--- Begin ---

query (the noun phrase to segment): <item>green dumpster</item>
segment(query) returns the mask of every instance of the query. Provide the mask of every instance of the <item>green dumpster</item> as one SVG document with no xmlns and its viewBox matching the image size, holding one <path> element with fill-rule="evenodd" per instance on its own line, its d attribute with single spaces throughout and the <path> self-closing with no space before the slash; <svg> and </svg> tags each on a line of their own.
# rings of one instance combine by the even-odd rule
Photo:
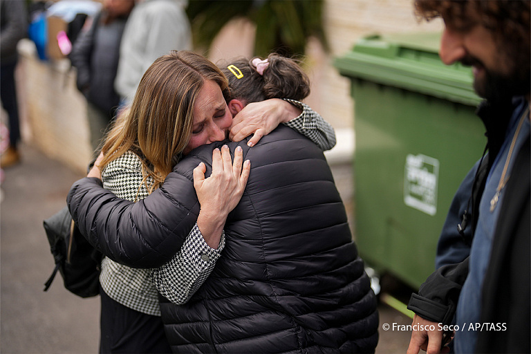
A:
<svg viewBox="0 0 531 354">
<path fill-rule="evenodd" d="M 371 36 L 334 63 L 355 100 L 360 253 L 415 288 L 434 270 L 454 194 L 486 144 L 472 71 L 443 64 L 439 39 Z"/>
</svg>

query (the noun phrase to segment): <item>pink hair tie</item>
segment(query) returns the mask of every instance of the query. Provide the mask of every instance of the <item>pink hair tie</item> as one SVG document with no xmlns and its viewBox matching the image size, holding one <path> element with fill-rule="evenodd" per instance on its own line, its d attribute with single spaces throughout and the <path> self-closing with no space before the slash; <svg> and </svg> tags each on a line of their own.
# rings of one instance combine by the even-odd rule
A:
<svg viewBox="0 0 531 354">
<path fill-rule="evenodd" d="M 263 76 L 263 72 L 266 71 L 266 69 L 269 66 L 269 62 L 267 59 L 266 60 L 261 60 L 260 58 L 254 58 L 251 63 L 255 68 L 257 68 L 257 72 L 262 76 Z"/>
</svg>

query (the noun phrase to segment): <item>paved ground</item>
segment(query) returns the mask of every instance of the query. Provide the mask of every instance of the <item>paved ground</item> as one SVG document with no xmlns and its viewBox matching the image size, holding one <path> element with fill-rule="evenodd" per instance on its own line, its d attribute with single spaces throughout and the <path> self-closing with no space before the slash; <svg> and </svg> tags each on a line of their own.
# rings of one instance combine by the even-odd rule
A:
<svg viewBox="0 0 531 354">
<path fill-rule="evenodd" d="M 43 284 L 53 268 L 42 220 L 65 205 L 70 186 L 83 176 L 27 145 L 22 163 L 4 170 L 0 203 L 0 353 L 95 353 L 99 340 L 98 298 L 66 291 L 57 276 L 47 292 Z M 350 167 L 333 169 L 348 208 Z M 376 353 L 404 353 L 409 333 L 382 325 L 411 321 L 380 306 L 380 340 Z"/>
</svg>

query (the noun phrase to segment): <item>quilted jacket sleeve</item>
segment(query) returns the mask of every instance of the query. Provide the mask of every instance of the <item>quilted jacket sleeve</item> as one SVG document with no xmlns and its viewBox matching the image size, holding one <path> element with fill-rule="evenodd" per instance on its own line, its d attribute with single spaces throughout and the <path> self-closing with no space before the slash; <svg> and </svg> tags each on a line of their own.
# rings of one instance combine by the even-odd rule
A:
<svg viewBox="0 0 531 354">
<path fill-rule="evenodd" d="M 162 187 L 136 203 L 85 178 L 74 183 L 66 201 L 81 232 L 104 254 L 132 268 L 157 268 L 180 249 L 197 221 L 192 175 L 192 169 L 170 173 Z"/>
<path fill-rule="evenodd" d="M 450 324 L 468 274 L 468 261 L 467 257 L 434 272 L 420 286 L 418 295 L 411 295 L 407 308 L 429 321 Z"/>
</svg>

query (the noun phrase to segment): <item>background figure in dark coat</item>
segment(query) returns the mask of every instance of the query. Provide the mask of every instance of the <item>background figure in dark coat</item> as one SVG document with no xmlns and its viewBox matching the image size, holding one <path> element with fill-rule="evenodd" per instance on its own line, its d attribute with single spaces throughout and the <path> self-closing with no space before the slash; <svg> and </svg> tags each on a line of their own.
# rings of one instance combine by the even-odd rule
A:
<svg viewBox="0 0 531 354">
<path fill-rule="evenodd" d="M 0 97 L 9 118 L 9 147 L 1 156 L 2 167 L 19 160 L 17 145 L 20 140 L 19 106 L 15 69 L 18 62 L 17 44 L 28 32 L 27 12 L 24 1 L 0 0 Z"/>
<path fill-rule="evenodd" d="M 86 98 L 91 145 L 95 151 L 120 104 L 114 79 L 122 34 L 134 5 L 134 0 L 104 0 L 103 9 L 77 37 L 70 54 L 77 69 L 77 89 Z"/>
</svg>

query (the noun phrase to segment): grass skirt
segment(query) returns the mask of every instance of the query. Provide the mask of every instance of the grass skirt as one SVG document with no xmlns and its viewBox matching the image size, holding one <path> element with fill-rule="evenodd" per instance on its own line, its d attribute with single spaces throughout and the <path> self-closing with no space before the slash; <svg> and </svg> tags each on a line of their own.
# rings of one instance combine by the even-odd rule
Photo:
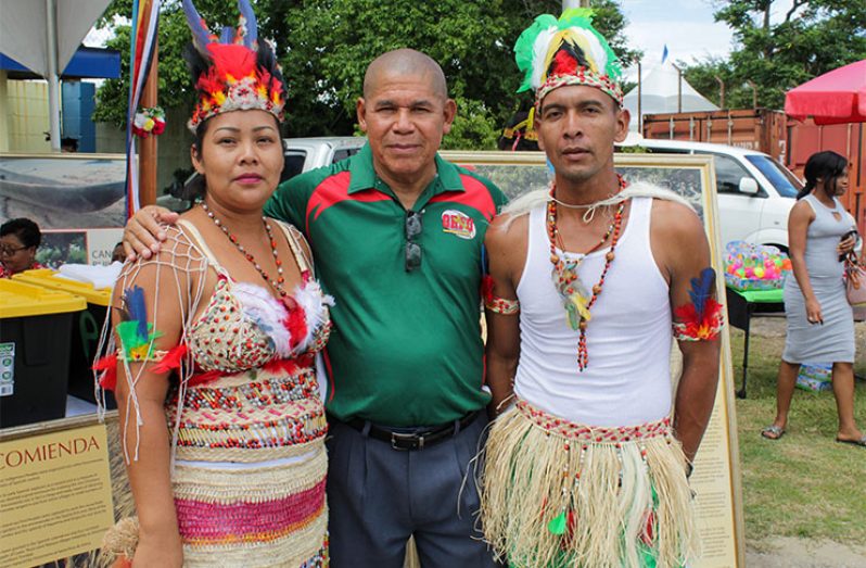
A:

--- End ---
--- Begin ---

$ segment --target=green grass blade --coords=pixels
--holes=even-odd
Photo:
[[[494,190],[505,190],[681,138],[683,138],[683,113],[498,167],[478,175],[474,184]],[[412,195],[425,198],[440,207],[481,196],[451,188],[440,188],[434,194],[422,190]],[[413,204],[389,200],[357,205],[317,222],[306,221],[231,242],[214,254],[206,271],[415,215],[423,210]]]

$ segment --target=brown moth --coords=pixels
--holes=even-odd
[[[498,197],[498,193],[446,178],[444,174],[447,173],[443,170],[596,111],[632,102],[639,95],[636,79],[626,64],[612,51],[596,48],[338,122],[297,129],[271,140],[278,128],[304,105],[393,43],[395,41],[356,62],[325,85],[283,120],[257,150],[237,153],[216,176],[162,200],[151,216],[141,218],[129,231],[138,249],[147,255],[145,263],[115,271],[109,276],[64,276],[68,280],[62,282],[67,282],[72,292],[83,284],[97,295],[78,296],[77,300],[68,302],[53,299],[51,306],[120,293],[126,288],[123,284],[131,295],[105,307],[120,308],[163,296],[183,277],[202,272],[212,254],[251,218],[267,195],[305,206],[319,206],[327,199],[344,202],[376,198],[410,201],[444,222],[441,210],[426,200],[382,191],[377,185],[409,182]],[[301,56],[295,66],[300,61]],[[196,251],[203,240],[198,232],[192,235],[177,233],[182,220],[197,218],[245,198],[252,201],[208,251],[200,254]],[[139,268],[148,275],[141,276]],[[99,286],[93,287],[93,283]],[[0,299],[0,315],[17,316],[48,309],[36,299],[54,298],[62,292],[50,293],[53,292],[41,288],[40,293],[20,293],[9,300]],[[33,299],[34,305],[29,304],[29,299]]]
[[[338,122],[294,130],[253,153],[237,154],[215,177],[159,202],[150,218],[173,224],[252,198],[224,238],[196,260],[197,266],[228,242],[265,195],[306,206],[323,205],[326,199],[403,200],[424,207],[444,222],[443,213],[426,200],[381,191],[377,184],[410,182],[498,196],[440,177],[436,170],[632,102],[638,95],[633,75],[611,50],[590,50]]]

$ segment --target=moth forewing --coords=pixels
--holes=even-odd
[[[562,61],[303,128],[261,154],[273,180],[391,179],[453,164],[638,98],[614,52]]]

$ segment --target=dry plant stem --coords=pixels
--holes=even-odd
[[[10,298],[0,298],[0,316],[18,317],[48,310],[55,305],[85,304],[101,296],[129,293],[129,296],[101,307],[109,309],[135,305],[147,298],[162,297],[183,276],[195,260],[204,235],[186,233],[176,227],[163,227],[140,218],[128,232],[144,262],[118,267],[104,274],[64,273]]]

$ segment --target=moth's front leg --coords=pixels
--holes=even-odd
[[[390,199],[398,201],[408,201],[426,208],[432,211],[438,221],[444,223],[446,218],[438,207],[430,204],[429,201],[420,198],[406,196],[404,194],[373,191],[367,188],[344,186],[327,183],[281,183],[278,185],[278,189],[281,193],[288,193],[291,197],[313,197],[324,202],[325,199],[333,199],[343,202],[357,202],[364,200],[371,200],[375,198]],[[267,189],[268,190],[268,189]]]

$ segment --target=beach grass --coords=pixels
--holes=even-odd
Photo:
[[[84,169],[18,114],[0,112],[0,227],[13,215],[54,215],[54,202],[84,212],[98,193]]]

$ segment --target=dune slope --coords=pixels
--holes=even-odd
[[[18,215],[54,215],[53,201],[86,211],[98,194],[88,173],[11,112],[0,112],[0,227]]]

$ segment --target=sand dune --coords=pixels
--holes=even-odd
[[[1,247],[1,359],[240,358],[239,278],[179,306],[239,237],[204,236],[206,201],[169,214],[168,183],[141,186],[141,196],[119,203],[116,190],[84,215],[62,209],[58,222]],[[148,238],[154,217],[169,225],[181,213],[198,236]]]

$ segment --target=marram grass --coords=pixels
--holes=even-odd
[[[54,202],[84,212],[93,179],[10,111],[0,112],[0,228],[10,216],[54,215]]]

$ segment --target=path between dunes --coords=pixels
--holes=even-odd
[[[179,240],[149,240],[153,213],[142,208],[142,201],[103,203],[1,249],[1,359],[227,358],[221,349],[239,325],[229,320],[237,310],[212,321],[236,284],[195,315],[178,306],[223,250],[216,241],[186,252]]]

--- End ---
--- Begin ---

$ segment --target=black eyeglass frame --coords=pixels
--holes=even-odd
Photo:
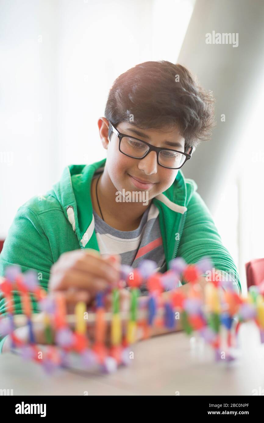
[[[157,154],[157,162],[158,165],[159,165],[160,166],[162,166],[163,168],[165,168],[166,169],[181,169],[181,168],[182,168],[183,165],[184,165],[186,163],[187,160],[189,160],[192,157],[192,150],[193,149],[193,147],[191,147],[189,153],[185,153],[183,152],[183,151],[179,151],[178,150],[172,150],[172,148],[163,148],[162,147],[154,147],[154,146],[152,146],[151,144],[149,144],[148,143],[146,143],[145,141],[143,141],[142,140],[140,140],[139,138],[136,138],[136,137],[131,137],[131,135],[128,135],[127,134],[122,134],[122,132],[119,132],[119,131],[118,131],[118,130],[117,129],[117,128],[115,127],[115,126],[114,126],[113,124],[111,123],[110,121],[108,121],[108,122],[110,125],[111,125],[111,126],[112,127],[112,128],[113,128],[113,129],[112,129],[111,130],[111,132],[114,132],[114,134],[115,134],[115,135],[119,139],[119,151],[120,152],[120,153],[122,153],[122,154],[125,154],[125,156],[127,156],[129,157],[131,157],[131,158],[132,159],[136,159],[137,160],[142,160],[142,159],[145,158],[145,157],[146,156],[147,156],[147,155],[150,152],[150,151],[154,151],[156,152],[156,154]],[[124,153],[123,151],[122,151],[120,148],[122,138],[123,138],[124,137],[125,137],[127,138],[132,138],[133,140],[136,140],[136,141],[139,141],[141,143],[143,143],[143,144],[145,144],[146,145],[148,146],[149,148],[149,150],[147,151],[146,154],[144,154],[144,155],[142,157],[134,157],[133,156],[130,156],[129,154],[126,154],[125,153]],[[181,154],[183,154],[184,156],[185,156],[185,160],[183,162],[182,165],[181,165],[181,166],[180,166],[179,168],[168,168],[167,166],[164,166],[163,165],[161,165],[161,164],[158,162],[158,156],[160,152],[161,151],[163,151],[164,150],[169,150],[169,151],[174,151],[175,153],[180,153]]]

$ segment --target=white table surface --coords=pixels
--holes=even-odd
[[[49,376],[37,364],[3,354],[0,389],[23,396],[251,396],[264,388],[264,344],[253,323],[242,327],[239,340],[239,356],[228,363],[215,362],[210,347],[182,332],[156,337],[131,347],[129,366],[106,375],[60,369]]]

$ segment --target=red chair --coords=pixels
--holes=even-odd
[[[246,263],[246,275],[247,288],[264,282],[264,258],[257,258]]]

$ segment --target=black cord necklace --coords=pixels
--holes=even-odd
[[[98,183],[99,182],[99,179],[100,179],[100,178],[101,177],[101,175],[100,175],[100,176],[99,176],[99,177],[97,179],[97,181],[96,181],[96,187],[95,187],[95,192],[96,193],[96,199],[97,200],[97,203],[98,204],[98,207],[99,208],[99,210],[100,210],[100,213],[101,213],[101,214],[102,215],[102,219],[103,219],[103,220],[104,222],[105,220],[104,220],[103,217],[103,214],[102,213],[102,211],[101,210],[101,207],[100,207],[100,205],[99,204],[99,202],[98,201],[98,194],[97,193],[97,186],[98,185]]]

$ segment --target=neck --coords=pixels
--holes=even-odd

--- End ---

WHAT IS NEEDED ▸
Give the stretch of the material above from the line containing "--target=red chair --coords=pixels" through the line containing "[[[246,263],[246,275],[247,288],[264,282],[264,258],[257,258]]]" as a numbered list, leaving out any blank lines.

RESULT ▸
1. $ segment --target=red chair --coords=pixels
2. --holes=even-odd
3. [[[246,263],[246,275],[247,288],[264,282],[264,258],[257,258]]]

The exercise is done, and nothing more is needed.